** LISTED ENTRIES **
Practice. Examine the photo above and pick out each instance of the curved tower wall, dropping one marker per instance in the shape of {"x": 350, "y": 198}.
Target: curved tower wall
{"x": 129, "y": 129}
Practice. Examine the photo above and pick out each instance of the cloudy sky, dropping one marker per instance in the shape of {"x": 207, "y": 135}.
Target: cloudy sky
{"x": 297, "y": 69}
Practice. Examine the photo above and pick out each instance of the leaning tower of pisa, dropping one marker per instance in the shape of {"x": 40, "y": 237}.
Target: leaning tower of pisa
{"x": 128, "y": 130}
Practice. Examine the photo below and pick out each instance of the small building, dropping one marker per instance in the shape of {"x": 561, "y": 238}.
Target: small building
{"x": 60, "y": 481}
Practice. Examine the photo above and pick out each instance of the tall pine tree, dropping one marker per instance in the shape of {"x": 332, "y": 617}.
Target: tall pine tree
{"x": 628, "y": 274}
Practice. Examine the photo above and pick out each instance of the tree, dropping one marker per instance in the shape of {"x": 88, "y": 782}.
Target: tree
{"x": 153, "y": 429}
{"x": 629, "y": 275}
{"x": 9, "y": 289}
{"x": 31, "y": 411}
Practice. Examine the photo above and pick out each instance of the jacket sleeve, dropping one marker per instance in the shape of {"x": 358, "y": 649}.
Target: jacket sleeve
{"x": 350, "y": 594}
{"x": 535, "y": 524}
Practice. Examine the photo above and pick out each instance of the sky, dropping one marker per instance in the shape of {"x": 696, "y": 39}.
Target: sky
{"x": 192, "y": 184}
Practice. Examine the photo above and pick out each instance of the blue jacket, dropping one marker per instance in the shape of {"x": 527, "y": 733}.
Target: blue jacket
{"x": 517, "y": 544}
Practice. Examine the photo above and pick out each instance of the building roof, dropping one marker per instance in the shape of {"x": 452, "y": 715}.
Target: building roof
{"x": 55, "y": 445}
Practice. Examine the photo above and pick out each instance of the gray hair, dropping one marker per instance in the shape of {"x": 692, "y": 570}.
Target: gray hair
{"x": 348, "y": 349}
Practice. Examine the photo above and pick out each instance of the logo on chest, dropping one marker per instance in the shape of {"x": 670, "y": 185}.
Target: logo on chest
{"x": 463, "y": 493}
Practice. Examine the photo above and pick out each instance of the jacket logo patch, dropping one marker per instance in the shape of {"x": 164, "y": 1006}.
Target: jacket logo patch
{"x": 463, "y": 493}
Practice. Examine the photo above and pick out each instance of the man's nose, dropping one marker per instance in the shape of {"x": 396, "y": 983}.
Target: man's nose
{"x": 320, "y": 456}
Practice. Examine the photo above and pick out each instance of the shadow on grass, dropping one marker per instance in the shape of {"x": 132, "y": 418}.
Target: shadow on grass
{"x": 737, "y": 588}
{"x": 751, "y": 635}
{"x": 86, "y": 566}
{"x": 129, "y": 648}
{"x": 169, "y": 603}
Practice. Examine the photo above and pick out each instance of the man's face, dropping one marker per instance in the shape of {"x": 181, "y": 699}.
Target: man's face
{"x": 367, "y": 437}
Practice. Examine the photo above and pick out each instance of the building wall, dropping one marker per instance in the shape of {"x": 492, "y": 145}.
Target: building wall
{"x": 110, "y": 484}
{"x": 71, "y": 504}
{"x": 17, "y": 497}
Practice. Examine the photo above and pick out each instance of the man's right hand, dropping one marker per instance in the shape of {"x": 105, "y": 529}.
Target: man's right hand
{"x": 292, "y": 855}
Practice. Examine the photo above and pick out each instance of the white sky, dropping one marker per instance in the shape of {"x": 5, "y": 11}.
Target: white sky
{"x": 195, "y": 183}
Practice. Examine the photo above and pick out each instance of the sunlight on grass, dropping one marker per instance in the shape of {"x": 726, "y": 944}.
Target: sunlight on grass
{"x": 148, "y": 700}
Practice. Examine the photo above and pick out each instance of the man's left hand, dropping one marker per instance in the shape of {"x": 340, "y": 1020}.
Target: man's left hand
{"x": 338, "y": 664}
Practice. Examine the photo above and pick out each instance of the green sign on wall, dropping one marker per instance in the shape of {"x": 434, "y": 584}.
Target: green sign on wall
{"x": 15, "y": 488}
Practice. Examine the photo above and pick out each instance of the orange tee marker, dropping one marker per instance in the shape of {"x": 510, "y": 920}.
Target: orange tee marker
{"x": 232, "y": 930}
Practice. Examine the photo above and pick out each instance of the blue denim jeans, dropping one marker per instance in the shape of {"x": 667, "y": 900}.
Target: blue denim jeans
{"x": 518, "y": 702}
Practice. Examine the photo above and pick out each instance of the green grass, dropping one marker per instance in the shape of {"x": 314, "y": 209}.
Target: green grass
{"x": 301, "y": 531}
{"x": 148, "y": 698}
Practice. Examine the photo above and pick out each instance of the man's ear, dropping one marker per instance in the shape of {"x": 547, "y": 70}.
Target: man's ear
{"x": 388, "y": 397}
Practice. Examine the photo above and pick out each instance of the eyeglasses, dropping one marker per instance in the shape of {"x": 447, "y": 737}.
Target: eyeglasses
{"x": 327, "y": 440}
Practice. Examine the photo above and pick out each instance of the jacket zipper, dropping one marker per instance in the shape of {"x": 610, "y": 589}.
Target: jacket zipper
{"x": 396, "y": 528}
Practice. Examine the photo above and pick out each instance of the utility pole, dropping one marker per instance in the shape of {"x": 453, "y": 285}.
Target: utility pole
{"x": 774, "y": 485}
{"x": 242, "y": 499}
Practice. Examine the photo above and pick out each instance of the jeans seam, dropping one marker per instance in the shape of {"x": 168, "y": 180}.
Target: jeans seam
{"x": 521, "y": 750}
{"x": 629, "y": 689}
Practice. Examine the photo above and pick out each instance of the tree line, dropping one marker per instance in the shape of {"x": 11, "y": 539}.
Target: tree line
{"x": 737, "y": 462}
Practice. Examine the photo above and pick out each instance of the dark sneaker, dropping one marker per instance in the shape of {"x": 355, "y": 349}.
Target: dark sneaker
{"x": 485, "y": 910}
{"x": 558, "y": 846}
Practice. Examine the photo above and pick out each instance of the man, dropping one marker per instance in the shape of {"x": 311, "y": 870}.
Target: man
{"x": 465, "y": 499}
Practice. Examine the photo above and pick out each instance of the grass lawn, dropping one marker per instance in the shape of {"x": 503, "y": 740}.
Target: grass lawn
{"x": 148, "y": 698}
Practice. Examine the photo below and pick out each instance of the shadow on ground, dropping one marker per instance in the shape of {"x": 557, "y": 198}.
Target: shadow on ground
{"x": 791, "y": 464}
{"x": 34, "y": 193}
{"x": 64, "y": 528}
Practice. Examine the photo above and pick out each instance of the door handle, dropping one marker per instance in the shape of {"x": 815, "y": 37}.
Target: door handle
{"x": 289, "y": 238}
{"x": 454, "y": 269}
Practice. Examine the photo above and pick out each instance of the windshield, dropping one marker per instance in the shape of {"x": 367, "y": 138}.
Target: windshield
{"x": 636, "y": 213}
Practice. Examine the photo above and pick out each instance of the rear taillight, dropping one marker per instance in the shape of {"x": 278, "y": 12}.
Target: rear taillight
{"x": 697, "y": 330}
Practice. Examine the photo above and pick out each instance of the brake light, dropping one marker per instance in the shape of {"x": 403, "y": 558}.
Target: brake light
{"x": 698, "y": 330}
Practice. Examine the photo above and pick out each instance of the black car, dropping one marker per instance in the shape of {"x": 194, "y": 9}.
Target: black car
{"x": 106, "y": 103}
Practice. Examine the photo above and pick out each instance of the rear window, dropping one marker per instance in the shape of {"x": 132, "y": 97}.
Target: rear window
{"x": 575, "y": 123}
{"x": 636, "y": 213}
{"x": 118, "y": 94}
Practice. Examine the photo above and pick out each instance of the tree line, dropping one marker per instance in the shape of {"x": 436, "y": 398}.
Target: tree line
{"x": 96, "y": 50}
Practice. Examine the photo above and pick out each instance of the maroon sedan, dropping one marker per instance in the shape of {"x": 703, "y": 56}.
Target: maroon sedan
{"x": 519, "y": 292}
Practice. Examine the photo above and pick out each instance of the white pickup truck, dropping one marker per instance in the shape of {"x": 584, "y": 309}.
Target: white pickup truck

** SET TASK **
Only the lines from the one containing "of the black" through the end of the material should be reproduced, exactly, with both ends included.

** ANSWER BELOW **
Practice. Examine the photo above and pick out each instance of the black car, dropping one marker per instance in the shape of {"x": 194, "y": 9}.
Target: black car
{"x": 106, "y": 103}
Practice. Examine the photo above and pick out each instance of the rear window, dropping one marker per instance in the shape of {"x": 132, "y": 97}.
Target: rear window
{"x": 575, "y": 123}
{"x": 636, "y": 213}
{"x": 118, "y": 94}
Practice. Examine the photo above and pick out each instance of the tree line, dropping one marker per instance in the shape of {"x": 436, "y": 398}.
Target: tree line
{"x": 96, "y": 50}
Practice. Examine the photo above and pick out each instance of the maroon sedan, dropping one marker per instance in the shape of {"x": 703, "y": 56}.
Target: maroon sedan
{"x": 519, "y": 292}
Practice. Examine the photo above and pick out each instance of the white pickup truck, dropping one marker per instance in the shape of {"x": 584, "y": 309}.
Target: white pickup truck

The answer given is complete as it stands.